Written exercise: Present every line of the data below as a Markdown table with the columns Row and Line. Give each line its own number and leave out blank lines.

Records provided:

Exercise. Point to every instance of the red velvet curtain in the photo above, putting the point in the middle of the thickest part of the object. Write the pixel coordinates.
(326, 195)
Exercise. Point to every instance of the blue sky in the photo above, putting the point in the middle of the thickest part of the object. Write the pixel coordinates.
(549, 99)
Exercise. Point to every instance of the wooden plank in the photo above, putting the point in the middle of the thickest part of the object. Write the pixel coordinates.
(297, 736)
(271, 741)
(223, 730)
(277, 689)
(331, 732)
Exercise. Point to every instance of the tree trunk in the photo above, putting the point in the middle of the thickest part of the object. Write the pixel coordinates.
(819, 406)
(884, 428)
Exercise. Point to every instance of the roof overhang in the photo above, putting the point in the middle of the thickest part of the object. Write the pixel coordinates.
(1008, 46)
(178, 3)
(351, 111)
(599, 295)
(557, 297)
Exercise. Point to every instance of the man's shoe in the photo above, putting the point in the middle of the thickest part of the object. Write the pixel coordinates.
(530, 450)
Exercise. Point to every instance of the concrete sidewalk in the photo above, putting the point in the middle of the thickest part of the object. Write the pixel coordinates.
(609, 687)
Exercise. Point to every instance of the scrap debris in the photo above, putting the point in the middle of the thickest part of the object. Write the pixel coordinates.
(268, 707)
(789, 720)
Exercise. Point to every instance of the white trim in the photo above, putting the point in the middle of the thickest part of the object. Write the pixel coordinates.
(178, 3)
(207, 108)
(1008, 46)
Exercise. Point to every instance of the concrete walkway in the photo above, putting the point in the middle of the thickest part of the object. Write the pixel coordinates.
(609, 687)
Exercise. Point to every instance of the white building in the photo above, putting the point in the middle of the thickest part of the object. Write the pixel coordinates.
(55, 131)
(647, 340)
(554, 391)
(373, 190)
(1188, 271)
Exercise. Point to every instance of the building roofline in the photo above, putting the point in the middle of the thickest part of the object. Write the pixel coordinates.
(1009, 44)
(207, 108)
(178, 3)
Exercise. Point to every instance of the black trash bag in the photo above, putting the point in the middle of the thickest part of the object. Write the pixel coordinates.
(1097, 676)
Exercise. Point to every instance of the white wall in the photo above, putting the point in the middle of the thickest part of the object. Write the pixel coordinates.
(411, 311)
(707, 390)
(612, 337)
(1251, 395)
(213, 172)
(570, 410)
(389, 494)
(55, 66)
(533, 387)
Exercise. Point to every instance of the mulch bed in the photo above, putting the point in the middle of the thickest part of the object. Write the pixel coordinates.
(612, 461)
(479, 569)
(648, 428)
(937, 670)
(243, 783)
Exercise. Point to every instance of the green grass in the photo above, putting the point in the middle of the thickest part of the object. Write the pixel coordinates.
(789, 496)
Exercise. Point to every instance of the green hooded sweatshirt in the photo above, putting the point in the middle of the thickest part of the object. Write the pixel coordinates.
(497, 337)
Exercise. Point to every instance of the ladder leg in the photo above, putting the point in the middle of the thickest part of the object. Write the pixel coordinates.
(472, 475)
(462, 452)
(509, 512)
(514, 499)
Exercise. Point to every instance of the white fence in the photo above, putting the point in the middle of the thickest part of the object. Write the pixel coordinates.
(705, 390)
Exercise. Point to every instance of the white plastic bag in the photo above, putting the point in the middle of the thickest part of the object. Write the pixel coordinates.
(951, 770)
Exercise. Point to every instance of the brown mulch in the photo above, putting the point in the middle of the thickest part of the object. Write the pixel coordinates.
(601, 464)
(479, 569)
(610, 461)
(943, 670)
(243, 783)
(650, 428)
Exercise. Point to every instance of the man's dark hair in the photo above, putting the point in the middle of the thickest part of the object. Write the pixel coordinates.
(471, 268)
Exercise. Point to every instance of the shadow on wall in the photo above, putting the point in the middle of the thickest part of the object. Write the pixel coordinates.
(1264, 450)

Solved problem:
| Row | Line |
|---|---|
| 1 | Exercise. Point to every instance of the red velvet curtain in the photo above, putting the point in the middle of the thickest part of the object. Write the pixel coordinates. |
| 2 | (326, 195) |
| 3 | Exercise. Point to every instance of the blue sky in the photo above, putting the point in the middle of the thickest part of the object. Write the pixel coordinates. |
| 4 | (549, 99) |
| 5 | Exercise. Point to every instance of the wooden plank in the photo above, putting the point in the middle of the thickest part of the object. Write the pixel coordinates. |
| 6 | (297, 736) |
| 7 | (271, 741) |
| 8 | (223, 730) |
| 9 | (277, 689) |
| 10 | (331, 732) |
| 11 | Exercise. Point to every instance of the tree trunk in the photo above, putting the point in the middle of the thickest part of the object. Write the pixel coordinates. |
| 12 | (819, 406) |
| 13 | (884, 428) |
| 14 | Exercise. Point to every instance of the roof overhang in the photo above, putting the point in the middle of the thickest part of the object. Write the pixel coordinates. |
| 15 | (1008, 46) |
| 16 | (178, 3) |
| 17 | (351, 111) |
| 18 | (599, 295) |
| 19 | (557, 297) |
| 20 | Exercise. Point to every instance of the man's shoe in the photo above, putting the point in the middle of the thickest part of the object. Write the pixel coordinates. |
| 21 | (530, 450) |
| 22 | Exercise. Point to every instance of the concrete sidewalk in the photo above, putting the point in the middle of the thickest part of the object. Write the pixel coordinates. |
| 23 | (609, 687) |
| 24 | Exercise. Point to every instance of the scrap debris in the photo above, putting the point in the middle of the thickest part of the object. Write the pixel coordinates. |
| 25 | (268, 707) |
| 26 | (789, 720) |
| 27 | Exercise. Point to every instance of the white trim in the photo above, putting the point in the middle of the thickest part of the object. Write the pixel coordinates. |
| 28 | (178, 3) |
| 29 | (207, 108) |
| 30 | (1008, 46) |
| 31 | Exercise. Point to every instance of the concrete walkway in the photo above, putting the point in the middle of the thickest part of the object. Write the pixel coordinates. |
| 32 | (609, 687) |
| 33 | Exercise. Point to every instance of the white building in the photo above, putting the point in the middle of the thickest part of the object. Write the pixel coordinates. |
| 34 | (55, 131) |
| 35 | (647, 340) |
| 36 | (554, 391) |
| 37 | (373, 190) |
| 38 | (1188, 271) |
| 39 | Exercise. Point to every instance of the building roofline in the photo above, putting the point in the middle of the thickest part of the object. Write the pixel coordinates. |
| 40 | (1009, 44) |
| 41 | (207, 108) |
| 42 | (178, 3) |
| 43 | Exercise. Point to every instance of the black trash bag in the photo above, putting the point in the middle of the thickest part of the object. Write the pixel coordinates. |
| 44 | (1097, 676) |
| 45 | Exercise. Point to every instance of the white wall in the photo above, putting the point in the middle of the thickest part of the object. Write the pixel coordinates. |
| 46 | (411, 311) |
| 47 | (707, 390) |
| 48 | (612, 337) |
| 49 | (1251, 395) |
| 50 | (213, 172) |
| 51 | (570, 410) |
| 52 | (389, 494) |
| 53 | (55, 66) |
| 54 | (533, 387) |
| 55 | Exercise. Point to every instance of the mulch bed in the photo above, putting the point in the middle of the thickest part of the object. Write the pixel coordinates. |
| 56 | (612, 461) |
| 57 | (479, 569) |
| 58 | (648, 428) |
| 59 | (937, 670) |
| 60 | (243, 783) |
| 61 | Exercise. Point to every instance of the green grass in the photo above, putting the point in the middle of the thickest part of the object. Write the pixel coordinates. |
| 62 | (789, 496) |
| 63 | Exercise. Point to every instance of the green hooded sweatshirt in the photo above, putting the point in the middle of the thickest part of the object. Write the pixel coordinates. |
| 64 | (497, 337) |
| 65 | Exercise. Point to every instance of the ladder leg in the photo above, putting the point in the middle of the thickest part of the object. Write the pixel coordinates. |
| 66 | (472, 475) |
| 67 | (462, 452) |
| 68 | (509, 512) |
| 69 | (514, 499) |
| 70 | Exercise. Point to every instance of the white fence in the photo above, putting the point in the middle of the thickest part of the object. Write the pixel coordinates. |
| 71 | (705, 390) |
| 72 | Exercise. Point to every instance of the white plastic bag in the photo above, putting the point in the middle of the thickest part of the object. Write the pixel coordinates. |
| 73 | (951, 770) |
| 74 | Exercise. Point to every instance of the brown mulch in the photo above, putting the point in the middle of the thickest part of the object. Write the pixel coordinates. |
| 75 | (601, 464) |
| 76 | (479, 569) |
| 77 | (610, 461) |
| 78 | (943, 670) |
| 79 | (243, 783) |
| 80 | (650, 428) |
| 81 | Exercise. Point to every instance of the man's dark hair in the photo above, putting the point in the middle of the thickest part of the object. Write the pixel coordinates. |
| 82 | (471, 268) |
| 83 | Exercise. Point to every instance of the shadow on wall in the photo above, putting the point in the middle of the thickest part of the object. Write the pixel coordinates. |
| 84 | (1264, 450) |